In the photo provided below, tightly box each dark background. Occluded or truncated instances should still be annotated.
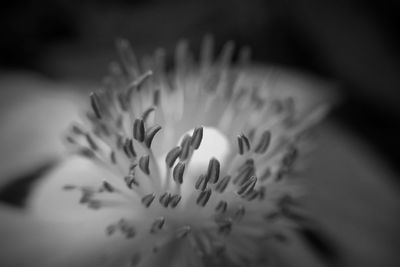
[0,0,400,180]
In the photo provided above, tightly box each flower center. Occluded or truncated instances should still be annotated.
[61,37,325,266]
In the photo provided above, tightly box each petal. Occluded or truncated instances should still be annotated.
[0,206,133,267]
[0,74,82,186]
[28,156,131,224]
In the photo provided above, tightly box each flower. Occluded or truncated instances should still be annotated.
[0,38,338,266]
[54,38,327,266]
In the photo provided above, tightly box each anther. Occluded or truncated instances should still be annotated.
[139,155,150,175]
[207,158,220,184]
[153,89,160,107]
[194,174,207,191]
[233,205,246,221]
[180,134,191,160]
[103,181,115,193]
[85,134,99,150]
[130,253,141,267]
[237,136,244,155]
[106,224,117,236]
[240,134,251,151]
[123,138,136,158]
[217,218,232,235]
[144,125,161,148]
[142,193,156,208]
[110,151,117,164]
[191,127,203,149]
[172,162,185,184]
[63,184,77,191]
[215,200,228,213]
[171,195,182,208]
[133,119,145,142]
[175,225,192,239]
[128,70,153,91]
[124,174,139,189]
[165,146,181,168]
[254,131,271,154]
[159,193,172,208]
[260,167,271,181]
[150,217,165,234]
[196,188,211,207]
[90,92,101,119]
[142,107,156,121]
[215,175,231,193]
[237,176,257,197]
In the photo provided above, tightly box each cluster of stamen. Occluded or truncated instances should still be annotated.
[65,38,328,266]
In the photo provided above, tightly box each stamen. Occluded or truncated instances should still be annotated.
[237,176,257,197]
[150,217,165,234]
[90,92,101,119]
[254,131,271,154]
[180,134,192,161]
[142,193,156,208]
[142,107,156,121]
[217,218,232,235]
[85,134,99,150]
[103,181,115,193]
[233,204,246,222]
[123,138,136,159]
[139,155,150,175]
[130,253,142,267]
[196,188,211,207]
[165,146,181,168]
[172,162,185,184]
[194,174,207,191]
[207,158,220,184]
[144,125,161,148]
[133,119,145,142]
[159,192,172,208]
[191,127,203,149]
[215,175,231,194]
[171,194,182,208]
[215,200,228,213]
[175,225,192,239]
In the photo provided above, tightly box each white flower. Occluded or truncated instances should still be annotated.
[4,39,398,266]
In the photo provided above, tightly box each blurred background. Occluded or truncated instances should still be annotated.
[0,0,400,180]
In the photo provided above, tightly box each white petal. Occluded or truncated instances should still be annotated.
[28,156,126,224]
[0,207,133,267]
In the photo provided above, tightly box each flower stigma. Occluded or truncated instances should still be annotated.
[64,37,327,266]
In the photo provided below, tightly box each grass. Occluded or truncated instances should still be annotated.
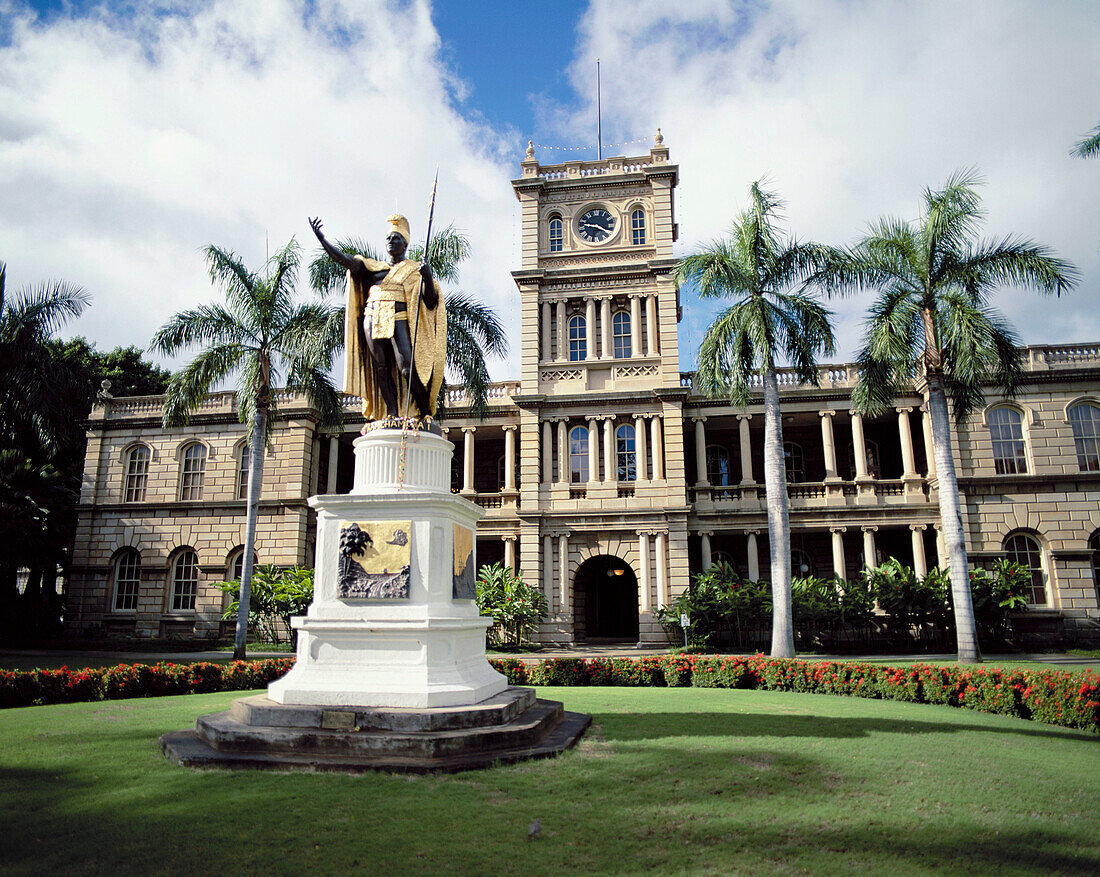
[0,688,1100,877]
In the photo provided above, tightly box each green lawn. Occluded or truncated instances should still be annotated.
[0,688,1100,877]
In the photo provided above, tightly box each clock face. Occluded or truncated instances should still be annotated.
[576,207,615,243]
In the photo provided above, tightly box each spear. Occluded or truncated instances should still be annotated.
[405,164,439,425]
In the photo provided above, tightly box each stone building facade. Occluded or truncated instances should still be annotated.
[66,139,1100,643]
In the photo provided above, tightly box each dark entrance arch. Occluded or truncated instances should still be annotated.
[573,555,638,643]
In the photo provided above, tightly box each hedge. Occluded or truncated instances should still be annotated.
[0,655,1100,733]
[490,655,1100,733]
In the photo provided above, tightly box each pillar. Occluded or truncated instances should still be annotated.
[897,408,919,479]
[699,530,714,570]
[818,408,839,481]
[860,527,878,569]
[325,436,340,493]
[504,424,519,491]
[653,530,669,609]
[584,298,596,360]
[462,426,477,493]
[649,414,664,481]
[558,417,569,484]
[851,412,867,479]
[692,417,711,487]
[542,419,553,484]
[646,295,657,357]
[634,414,649,483]
[737,414,756,484]
[829,527,848,582]
[558,533,569,615]
[630,295,641,357]
[542,302,552,362]
[909,524,928,579]
[745,530,760,582]
[600,296,615,360]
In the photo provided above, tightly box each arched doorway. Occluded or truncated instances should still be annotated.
[573,555,638,643]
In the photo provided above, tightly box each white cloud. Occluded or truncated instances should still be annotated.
[0,0,519,377]
[570,0,1100,368]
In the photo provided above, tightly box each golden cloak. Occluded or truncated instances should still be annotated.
[344,255,447,420]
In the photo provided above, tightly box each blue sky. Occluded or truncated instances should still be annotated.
[0,0,1100,380]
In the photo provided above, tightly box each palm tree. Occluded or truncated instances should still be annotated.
[815,171,1078,664]
[309,226,508,417]
[677,182,835,658]
[151,239,343,659]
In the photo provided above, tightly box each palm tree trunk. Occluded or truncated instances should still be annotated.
[763,369,794,658]
[233,405,267,660]
[928,374,981,664]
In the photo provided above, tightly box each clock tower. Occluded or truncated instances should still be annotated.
[513,131,688,643]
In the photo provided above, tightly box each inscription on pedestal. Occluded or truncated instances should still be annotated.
[337,520,413,600]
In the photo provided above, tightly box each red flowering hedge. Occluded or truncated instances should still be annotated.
[490,655,1100,733]
[0,658,294,706]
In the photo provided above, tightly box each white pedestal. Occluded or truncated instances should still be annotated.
[267,429,508,709]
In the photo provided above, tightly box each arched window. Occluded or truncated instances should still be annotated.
[987,406,1027,475]
[569,314,589,362]
[783,441,806,484]
[111,548,141,612]
[630,207,646,245]
[706,445,729,487]
[549,216,563,253]
[1069,402,1100,472]
[237,442,249,500]
[615,424,638,481]
[1004,533,1047,606]
[179,441,206,501]
[612,310,631,360]
[122,445,149,503]
[569,426,589,484]
[172,548,199,612]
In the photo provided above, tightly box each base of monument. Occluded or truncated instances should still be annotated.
[160,687,592,774]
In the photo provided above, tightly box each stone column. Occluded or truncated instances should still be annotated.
[585,414,600,487]
[860,527,878,569]
[909,524,928,579]
[542,302,552,362]
[851,412,867,479]
[325,436,340,493]
[542,535,553,614]
[646,295,657,357]
[553,302,569,362]
[737,414,756,484]
[542,418,553,484]
[745,530,760,582]
[584,298,596,361]
[558,533,570,615]
[630,295,641,357]
[921,408,936,479]
[558,417,569,484]
[504,424,519,491]
[600,296,615,360]
[817,408,839,481]
[829,527,848,582]
[897,408,920,479]
[649,414,664,481]
[604,417,618,484]
[634,414,649,484]
[653,530,669,609]
[462,426,477,493]
[691,417,711,487]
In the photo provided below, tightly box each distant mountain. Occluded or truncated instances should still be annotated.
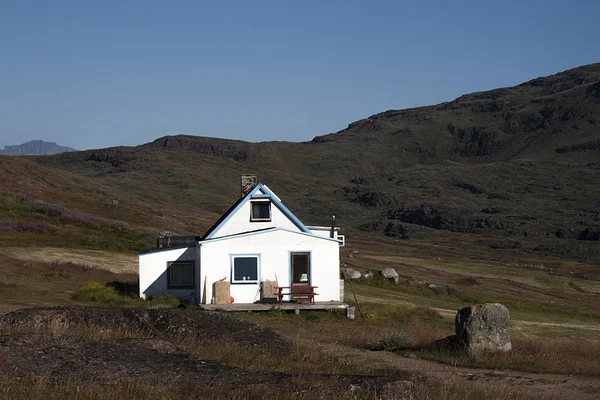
[21,64,600,262]
[0,140,77,156]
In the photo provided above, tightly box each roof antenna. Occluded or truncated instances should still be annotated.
[329,214,335,239]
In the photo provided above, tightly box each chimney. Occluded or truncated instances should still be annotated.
[241,175,258,197]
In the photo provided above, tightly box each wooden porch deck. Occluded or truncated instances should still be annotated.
[199,301,349,313]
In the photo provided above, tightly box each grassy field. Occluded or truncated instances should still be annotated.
[0,237,600,399]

EXERCISE DIRECTIONS:
Reproduce all of the data above line for line, with no changes. Omit the pictures from your copy.

COMPLETE RESPONSE:
In the photo provided below, tightly box each dark background. Occluded or truncated instances should still be annotated.
[0,0,400,180]
In the photo provided above, tightly box each flower center. Occluded or truncated instances should still be annotated.
[61,37,325,266]
In the photo provided above, tightly box each petal. Occluded or truncated instances should still be annotated.
[0,206,133,267]
[0,74,82,186]
[28,156,131,224]
In the photo provided above, tightly box each flower. Occluded or truncated instances should still be annotated.
[0,38,338,266]
[54,38,327,266]
In the photo provided above, tightly box each anther. Occluded or truncated instances should still be annotated.
[139,155,150,175]
[207,158,220,184]
[153,89,160,107]
[194,174,207,191]
[233,205,246,221]
[180,134,191,160]
[103,181,115,193]
[85,134,99,150]
[130,253,141,267]
[237,136,244,155]
[106,224,117,236]
[240,134,251,151]
[123,138,136,158]
[217,218,232,235]
[144,125,161,148]
[142,193,156,208]
[110,151,117,164]
[191,127,203,149]
[172,162,185,184]
[63,184,77,191]
[215,200,228,213]
[171,195,182,208]
[133,119,145,142]
[175,225,192,239]
[128,70,153,91]
[124,174,139,189]
[165,146,181,168]
[254,131,271,154]
[159,193,172,208]
[260,167,271,181]
[150,217,165,234]
[196,188,211,207]
[90,92,101,119]
[142,107,156,121]
[215,175,231,193]
[237,176,257,197]
In the photo provided above, tightly box each cluster of stamen. Occluded or truncated instances should still be annotated.
[65,38,328,266]
In the photo provided above, tightly box each stamen. Occluded or truncated instances should still be annotated.
[237,176,257,197]
[150,217,165,234]
[90,92,101,119]
[254,131,271,154]
[180,134,192,161]
[142,193,156,208]
[142,107,156,121]
[217,218,232,235]
[85,134,99,150]
[103,181,115,193]
[233,204,246,222]
[123,138,136,159]
[139,155,150,175]
[130,253,142,267]
[196,188,211,207]
[165,146,181,168]
[172,162,185,184]
[194,174,207,191]
[207,158,220,184]
[144,125,161,148]
[133,119,145,142]
[159,192,172,208]
[191,127,203,149]
[215,175,231,194]
[171,194,182,208]
[215,200,228,213]
[175,225,192,239]
In the photo provided above, tightly box each white flower. Occluded or truncated instances should still be annotated.
[4,39,398,266]
In the photo provided above, tightly box each blurred background. Occluded or truncated instances should still be annotated.
[0,0,400,180]
In the photo provided above, tightly box each white petal. Occluded or truncated instances should still be annotated.
[28,156,126,224]
[0,207,133,267]
In the photo provided above, tightly box each flower stigma. Occluded or truncated instances should still be annotated.
[64,37,327,266]
In the photo provided below, tightly box each grass. Occluded or truncated instances should still be annotated.
[0,688,1100,877]
In the photo provided above, tightly box each green lawn. Occluded or truncated instances should still be annotated.
[0,688,1100,877]
In the photo provided above, tightly box each clock face. Occluded or truncated instances should still be annotated.
[576,207,615,243]
In the photo provided above, tightly box each spear. Occluded or truncated instances should still be annotated.
[405,164,439,425]
In the photo provided above, tightly box each stone building facade. Occluded or truncated instances should still be annotated.
[66,139,1100,643]
In the photo provided above, tightly box each dark entrance arch. Occluded or truncated instances should still be annotated.
[573,555,638,643]
In the photo provided above, tightly box each hedge. Occluded or truncated instances should still be annotated.
[0,655,1100,733]
[490,655,1100,733]
In the photo provided above, tightly box each pillar. Occluded or truncated instances should still be annotated.
[897,408,919,479]
[699,530,714,570]
[818,408,839,481]
[860,527,878,569]
[325,436,340,493]
[504,424,519,491]
[653,530,669,609]
[584,298,596,360]
[462,426,477,493]
[649,414,664,481]
[558,417,569,484]
[851,412,867,479]
[692,417,711,487]
[542,419,553,484]
[646,295,657,357]
[634,414,649,483]
[737,414,756,484]
[829,527,848,582]
[558,533,569,615]
[630,295,641,357]
[542,302,552,362]
[909,524,928,579]
[745,530,760,582]
[600,296,615,360]
In the photo provided above, tightly box each arched doorway. Occluded or truncated instances should still be annotated.
[573,555,638,643]
In the photo provided above, tightly box each white cloud. Occluded or truncated instances should still be annotated.
[0,0,519,377]
[570,0,1100,368]
In the photo provided above, tightly box each golden cloak. Occluded or truncated instances should still be annotated.
[344,255,447,420]
In the photo provided above, tightly box each blue sky. Occluded or truncated instances should still be annotated.
[0,0,1100,380]
In the photo provided above, tightly box each palm tree. Occluded or truncated instances should still be annotated.
[815,171,1078,664]
[309,226,508,417]
[677,182,835,658]
[151,239,343,659]
In the photo provided above, tightly box each palm tree trunk. Occluded or truncated instances should still be annotated.
[763,369,794,658]
[233,405,267,660]
[928,374,981,664]
In the photo provided above, tightly box each clock tower. Occluded or truncated instances should still be annotated.
[513,131,688,643]
In the photo provided above, tightly box each inscription on pedestal. Occluded or truncated instances should still be annotated.
[337,520,413,600]
In the photo provided above, tightly box each red flowering hedge. Occluded or truncated instances should still be annotated.
[490,655,1100,733]
[0,658,294,706]
In the photo provided above, tightly box each white pedestal. Occluded or truncated instances should still be annotated.
[267,429,508,709]
In the photo provided above, tightly box each arched window. Occluded or truncated instances should still be annotated.
[987,406,1027,475]
[569,314,589,362]
[783,441,806,484]
[111,548,141,612]
[630,207,646,245]
[706,445,729,487]
[549,216,563,253]
[1069,402,1100,472]
[237,442,249,500]
[615,424,638,481]
[1004,533,1047,606]
[179,441,206,501]
[612,310,631,360]
[122,445,149,503]
[569,426,589,484]
[172,548,199,612]
In the photo provided above, tightly box each base of monument. Occluded or truncated instances should still be annotated.
[160,687,592,774]
In the photo provided above, tightly box each stone column. Occluded or truncated instances should still be annotated.
[585,414,600,487]
[860,527,878,569]
[909,524,928,579]
[542,302,552,362]
[851,412,867,479]
[325,436,340,493]
[542,535,553,614]
[646,295,657,357]
[553,302,569,362]
[737,414,756,484]
[542,418,553,484]
[745,530,760,582]
[584,298,596,361]
[558,533,570,615]
[630,295,641,357]
[921,408,936,479]
[558,417,569,484]
[504,424,519,491]
[600,296,615,360]
[817,408,839,481]
[829,527,848,582]
[897,408,920,479]
[649,414,664,481]
[604,417,618,484]
[634,414,649,484]
[653,530,669,609]
[462,426,477,493]
[691,417,711,487]
In the photo provided below, tightly box each distant mountain. Occluded or truncated instances should still be annotated.
[21,64,600,262]
[0,140,77,156]
In the photo provided above, tightly box each roof antenna. Occluded or truncated instances should still be annotated.
[329,214,335,239]
In the photo provided above, tightly box each chimney. Occluded or truncated instances should still be annotated.
[241,175,258,197]
In the photo provided above, tightly box each wooden porch deck. Occluded or truncated instances should still be annotated.
[199,301,349,313]
In the photo provided above, tightly box each grassy field. Occluded or truncated instances should still be annotated.
[0,237,600,399]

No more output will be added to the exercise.